記事:
────────────────────

今回は、この極めて深刻な「納税資金不足問題」をテーマに、
- なぜ、財産があるのに“破産寸前”に追い込まれるのか
- 10ヶ月というタイムリミットが招く「買い叩き」の悲劇
- 実際に起きた、納税のために実家を手放した家族の実例
- この地獄を回避するための、唯一の生前対策とは
などを、その厳しい現実と共に、詳しく解説していきましょう。
【結論】遺産が不動産ばかりだと納税資金が枯渇。10ヶ月以内に現金化できなければ破滅も
相続税は、原則として「相続開始を知った日の翌日から10ヶ月以内」に、「現金」で、「一括納付」しなければなりません。
しかし、遺産の大部分が不動産であった場合、この原則を守ることは極めて困難となります。
なぜなら、
- 相続した不動産は、すぐに売却できるとは限らない
- 相続税の計算上の「評価額」と、実際に売れる「時価」は全く違う
- 納税期限に追われるあまり、足元を見られて安く買い叩かれてしまう
といった、厳しい現実に直面するからです。
「財産がある」ことと、「税金を払える」ことは、全くの別問題なのです。
この問題を根本的に解決するための唯一の方法は、財産を遺す側(親)が、元気なうちに、納税資金のことまで見据えた「出口戦略」を設計しておくこと。
具体的には、生命保険の活用や、資産の組み換えといった、計画的な生前対策が不可欠と言えるでしょう。
1. 「評価額」と「時価」のギャップという罠
納税資金不足の悲劇は、相続税の計算方法そのものに、その構造的な原因が潜んでいます。
相続税評価額とは:
相続税を計算する際の不動産の価値は、実際の取引価格(時価)ではなく、国が定めた「路線価」や「固定資産税評価額」を基に算出されます。
評価額と時価のギャ-ップ:
一般的に、この相続税評価額は、時価の7~8割程度と言われています。
例えば、相続税評価額が1億円の土地は、市場では1億2,000万円~1億3,000万円程度で売れる可能性がある、ということです。
しかし、ここに大きな罠があります。
税金は、あくまで「評価額1億円」を基に計算されますが、実際に不動産がいつ、いくらで売れるかは、誰にも保証できません。
景気の動向や、買い手が見つかるまでの時間など、不確定要素が多すぎるのです。
2. 10ヶ月のタイムリミットが招く「買い叩き」の悲劇
「10ヶ月以内に、なんとしても現金を作らなければならない!」
この焦りが、相続人をさらに窮地へと追い込みます。
足元を見られる相続人:
不動産市場において、「売り急いでいる物件」は、買い手側から見れば絶好の交渉材料です。

────────────────────

指示文 1:
以下の項目のうち、語「wing」を含む行をすべて書き出して報告してください。

コレクションから抽出したデータ
────────────────────

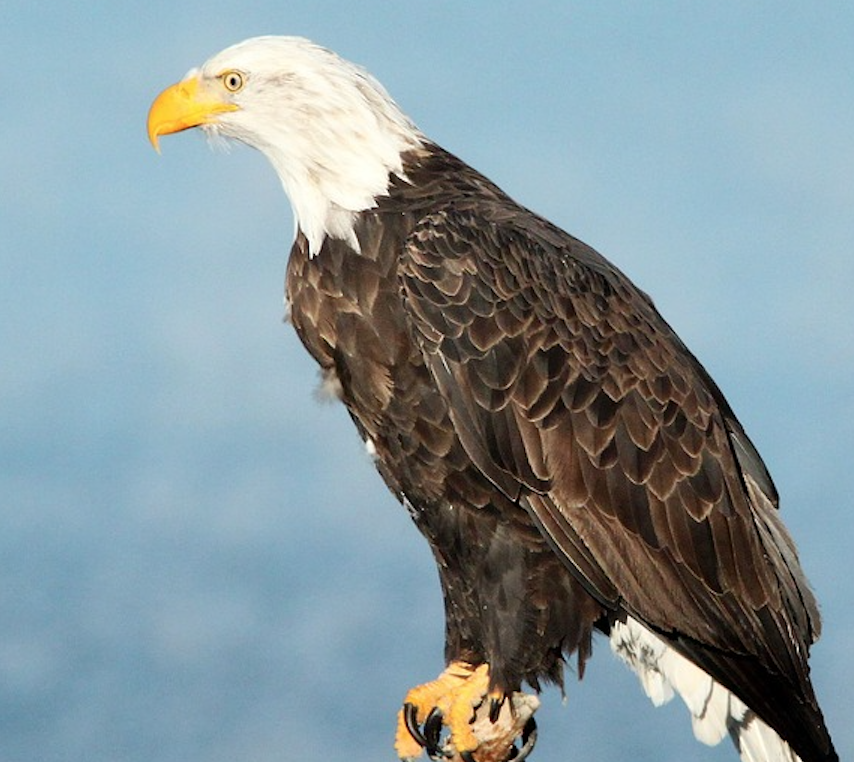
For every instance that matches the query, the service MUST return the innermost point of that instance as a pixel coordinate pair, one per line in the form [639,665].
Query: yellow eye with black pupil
[233,81]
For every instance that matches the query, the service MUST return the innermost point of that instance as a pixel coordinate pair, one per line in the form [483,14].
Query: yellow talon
[455,694]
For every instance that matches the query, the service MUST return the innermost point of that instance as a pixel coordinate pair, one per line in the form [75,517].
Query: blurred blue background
[197,561]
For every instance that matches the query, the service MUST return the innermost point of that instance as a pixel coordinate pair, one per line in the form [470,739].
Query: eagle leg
[482,725]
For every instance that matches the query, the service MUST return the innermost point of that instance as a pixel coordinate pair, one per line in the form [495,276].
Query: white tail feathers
[715,711]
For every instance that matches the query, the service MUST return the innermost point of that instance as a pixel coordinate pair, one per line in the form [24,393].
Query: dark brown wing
[574,397]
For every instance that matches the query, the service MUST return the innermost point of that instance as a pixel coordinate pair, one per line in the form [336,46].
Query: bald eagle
[572,465]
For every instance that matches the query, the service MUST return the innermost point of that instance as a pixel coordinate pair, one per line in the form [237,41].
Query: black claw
[433,735]
[529,741]
[410,717]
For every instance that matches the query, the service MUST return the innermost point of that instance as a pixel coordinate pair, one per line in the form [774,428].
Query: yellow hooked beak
[182,106]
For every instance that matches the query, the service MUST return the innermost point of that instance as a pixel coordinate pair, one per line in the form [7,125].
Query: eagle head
[330,130]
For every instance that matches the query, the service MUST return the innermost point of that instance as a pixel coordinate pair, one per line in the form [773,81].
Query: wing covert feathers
[579,402]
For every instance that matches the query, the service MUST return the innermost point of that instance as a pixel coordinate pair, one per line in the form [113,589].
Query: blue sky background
[197,562]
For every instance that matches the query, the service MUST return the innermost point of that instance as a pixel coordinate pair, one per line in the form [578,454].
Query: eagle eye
[233,81]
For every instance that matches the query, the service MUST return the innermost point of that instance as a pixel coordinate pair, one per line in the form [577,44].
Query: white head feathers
[331,131]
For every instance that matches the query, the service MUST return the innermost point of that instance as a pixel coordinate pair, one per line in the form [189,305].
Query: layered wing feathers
[576,399]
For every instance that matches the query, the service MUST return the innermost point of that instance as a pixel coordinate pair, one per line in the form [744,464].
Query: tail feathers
[715,711]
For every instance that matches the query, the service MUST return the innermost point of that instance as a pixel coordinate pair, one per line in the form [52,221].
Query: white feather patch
[715,711]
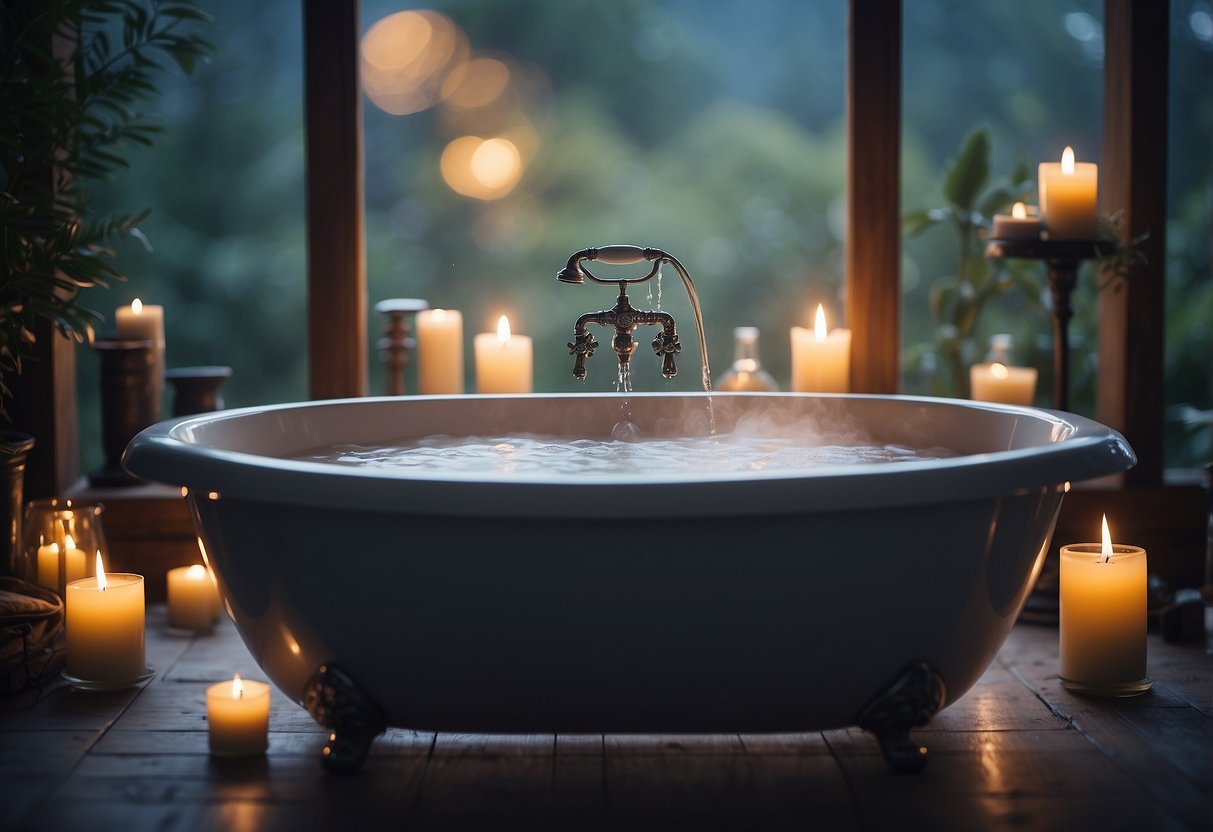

────────────────────

指示文 2:
上の記事の「具体的には、生命保険の活用や」で始まり「かは、誰にも保証できません。」で終わる部分を、「時価」を「市場価格」に差し替えて書き直してください。

回答 1:
Query: dark brown wing
Query: wing covert feathers
Query: layered wing feathers

回答 2:
具体的には、生命保険の活用や、資産の組み換えといった、計画的な生前対策が不可欠と言えるでしょう。
1. 「評価額」と「市場価格」のギャップという罠
納税資金不足の悲劇は、相続税の計算方法そのものに、その構造的な原因が潜んでいます。
相続税評価額とは:
相続税を計算する際の不動産の価値は、実際の取引価格(市場価格)ではなく、国が定めた「路線価」や「固定資産税評価額」を基に算出されます。
評価額と市場価格のギャ-ップ:
一般的に、この相続税評価額は、市場価格の7~8割程度と言われています。
例えば、相続税評価額が1億円の土地は、市場では1億2,000万円~1億3,000万円程度で売れる可能性がある、ということです。
しかし、ここに大きな罠があります。
税金は、あくまで「評価額1億円」を基に計算されますが、実際に不動産がいつ、いくらで売れるかは、誰にも保証できません。